■ WORK REQUIRED
Copy out all of the material below line for line, changing nothing.
[Start]
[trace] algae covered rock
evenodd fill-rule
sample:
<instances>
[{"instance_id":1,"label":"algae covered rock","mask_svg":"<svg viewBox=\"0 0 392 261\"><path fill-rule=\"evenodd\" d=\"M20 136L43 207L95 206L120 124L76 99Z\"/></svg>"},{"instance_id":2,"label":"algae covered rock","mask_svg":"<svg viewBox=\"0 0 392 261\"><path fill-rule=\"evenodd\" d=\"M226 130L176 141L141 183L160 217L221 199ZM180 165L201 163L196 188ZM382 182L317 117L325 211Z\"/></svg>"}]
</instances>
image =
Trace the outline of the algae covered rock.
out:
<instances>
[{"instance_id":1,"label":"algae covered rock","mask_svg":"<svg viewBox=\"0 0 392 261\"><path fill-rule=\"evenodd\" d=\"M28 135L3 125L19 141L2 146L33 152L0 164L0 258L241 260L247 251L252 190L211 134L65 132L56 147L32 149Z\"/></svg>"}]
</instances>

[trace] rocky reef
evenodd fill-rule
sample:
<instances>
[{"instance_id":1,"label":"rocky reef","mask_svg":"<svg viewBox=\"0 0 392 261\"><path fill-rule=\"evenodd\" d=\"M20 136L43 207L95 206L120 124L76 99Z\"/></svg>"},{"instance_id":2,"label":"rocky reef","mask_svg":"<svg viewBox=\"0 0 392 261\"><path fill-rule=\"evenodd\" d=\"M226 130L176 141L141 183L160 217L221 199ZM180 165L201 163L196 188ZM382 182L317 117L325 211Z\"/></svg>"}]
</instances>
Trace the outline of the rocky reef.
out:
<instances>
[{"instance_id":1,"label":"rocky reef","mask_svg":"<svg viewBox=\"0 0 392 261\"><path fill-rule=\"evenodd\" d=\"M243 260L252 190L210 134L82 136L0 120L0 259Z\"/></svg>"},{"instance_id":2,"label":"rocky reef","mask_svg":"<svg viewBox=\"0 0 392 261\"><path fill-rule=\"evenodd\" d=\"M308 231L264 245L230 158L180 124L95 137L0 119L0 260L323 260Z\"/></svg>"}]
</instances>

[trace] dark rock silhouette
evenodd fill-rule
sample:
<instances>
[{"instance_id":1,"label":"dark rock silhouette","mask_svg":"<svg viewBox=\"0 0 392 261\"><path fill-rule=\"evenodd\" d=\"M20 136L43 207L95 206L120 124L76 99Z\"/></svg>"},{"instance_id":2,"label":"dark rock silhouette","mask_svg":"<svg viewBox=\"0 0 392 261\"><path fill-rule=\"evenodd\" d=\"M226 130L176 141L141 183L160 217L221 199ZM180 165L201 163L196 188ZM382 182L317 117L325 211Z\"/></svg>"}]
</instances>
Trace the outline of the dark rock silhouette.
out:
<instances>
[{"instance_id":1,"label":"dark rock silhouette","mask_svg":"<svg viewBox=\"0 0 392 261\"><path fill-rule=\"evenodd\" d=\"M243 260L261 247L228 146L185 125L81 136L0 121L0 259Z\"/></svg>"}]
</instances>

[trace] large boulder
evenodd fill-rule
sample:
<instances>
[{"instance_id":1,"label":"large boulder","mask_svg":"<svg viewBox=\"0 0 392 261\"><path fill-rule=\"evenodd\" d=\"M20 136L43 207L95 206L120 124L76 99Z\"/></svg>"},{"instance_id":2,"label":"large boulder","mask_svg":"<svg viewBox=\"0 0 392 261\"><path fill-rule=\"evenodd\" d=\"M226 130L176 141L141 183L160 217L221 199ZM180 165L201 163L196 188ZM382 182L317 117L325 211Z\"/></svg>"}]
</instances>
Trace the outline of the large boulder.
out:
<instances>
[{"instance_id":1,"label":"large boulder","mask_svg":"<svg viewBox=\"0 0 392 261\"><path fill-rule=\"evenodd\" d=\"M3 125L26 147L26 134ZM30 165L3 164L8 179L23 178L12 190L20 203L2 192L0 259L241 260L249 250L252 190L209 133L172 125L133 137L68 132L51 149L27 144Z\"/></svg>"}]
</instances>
[End]
■ PROBLEM SOLUTION
[trace] algae covered rock
evenodd fill-rule
sample:
<instances>
[{"instance_id":1,"label":"algae covered rock","mask_svg":"<svg viewBox=\"0 0 392 261\"><path fill-rule=\"evenodd\" d=\"M20 136L43 207L95 206L120 124L76 99Z\"/></svg>"},{"instance_id":2,"label":"algae covered rock","mask_svg":"<svg viewBox=\"0 0 392 261\"><path fill-rule=\"evenodd\" d=\"M226 130L176 141L141 183L160 217L221 199ZM180 165L201 163L196 188ZM382 182L317 117L325 211Z\"/></svg>"}]
</instances>
image =
Trace the outline of the algae covered rock.
out:
<instances>
[{"instance_id":1,"label":"algae covered rock","mask_svg":"<svg viewBox=\"0 0 392 261\"><path fill-rule=\"evenodd\" d=\"M28 135L3 125L19 141L2 146L33 152L0 164L0 258L241 260L247 251L252 190L211 134L65 132L56 147L32 149Z\"/></svg>"}]
</instances>

[trace] rocky reef
evenodd fill-rule
sample:
<instances>
[{"instance_id":1,"label":"rocky reef","mask_svg":"<svg viewBox=\"0 0 392 261\"><path fill-rule=\"evenodd\" d=\"M20 136L43 207L95 206L120 124L76 99Z\"/></svg>"},{"instance_id":2,"label":"rocky reef","mask_svg":"<svg viewBox=\"0 0 392 261\"><path fill-rule=\"evenodd\" d=\"M226 130L176 141L141 183L160 217L221 199ZM180 165L201 163L196 188ZM382 182L317 117L325 211Z\"/></svg>"}]
</instances>
Trace the outline of the rocky reef.
out:
<instances>
[{"instance_id":1,"label":"rocky reef","mask_svg":"<svg viewBox=\"0 0 392 261\"><path fill-rule=\"evenodd\" d=\"M243 260L252 190L210 134L82 136L0 120L0 259Z\"/></svg>"},{"instance_id":2,"label":"rocky reef","mask_svg":"<svg viewBox=\"0 0 392 261\"><path fill-rule=\"evenodd\" d=\"M308 231L264 245L230 158L180 124L95 137L0 119L0 260L323 260Z\"/></svg>"}]
</instances>

[trace] dark rock silhouette
evenodd fill-rule
sample:
<instances>
[{"instance_id":1,"label":"dark rock silhouette","mask_svg":"<svg viewBox=\"0 0 392 261\"><path fill-rule=\"evenodd\" d=\"M20 136L43 207L95 206L120 124L76 99Z\"/></svg>"},{"instance_id":2,"label":"dark rock silhouette","mask_svg":"<svg viewBox=\"0 0 392 261\"><path fill-rule=\"evenodd\" d=\"M226 130L176 141L141 183L160 217L221 199ZM180 165L201 163L196 188ZM382 182L317 117L325 211Z\"/></svg>"}]
</instances>
Trace the outline of the dark rock silhouette.
out:
<instances>
[{"instance_id":1,"label":"dark rock silhouette","mask_svg":"<svg viewBox=\"0 0 392 261\"><path fill-rule=\"evenodd\" d=\"M243 260L261 247L228 146L185 125L81 136L0 121L0 259Z\"/></svg>"}]
</instances>

[trace] large boulder
evenodd fill-rule
sample:
<instances>
[{"instance_id":1,"label":"large boulder","mask_svg":"<svg viewBox=\"0 0 392 261\"><path fill-rule=\"evenodd\" d=\"M20 136L43 207L95 206L120 124L76 99Z\"/></svg>"},{"instance_id":2,"label":"large boulder","mask_svg":"<svg viewBox=\"0 0 392 261\"><path fill-rule=\"evenodd\" d=\"M226 130L176 141L141 183L160 217L221 199ZM180 165L201 163L196 188ZM382 182L317 117L325 211Z\"/></svg>"}]
</instances>
Trace the outline of the large boulder.
out:
<instances>
[{"instance_id":1,"label":"large boulder","mask_svg":"<svg viewBox=\"0 0 392 261\"><path fill-rule=\"evenodd\" d=\"M3 125L26 147L26 134ZM30 165L3 164L8 179L23 178L12 190L20 203L2 192L0 259L241 260L249 250L252 190L209 133L172 125L133 137L68 132L51 149L27 144Z\"/></svg>"}]
</instances>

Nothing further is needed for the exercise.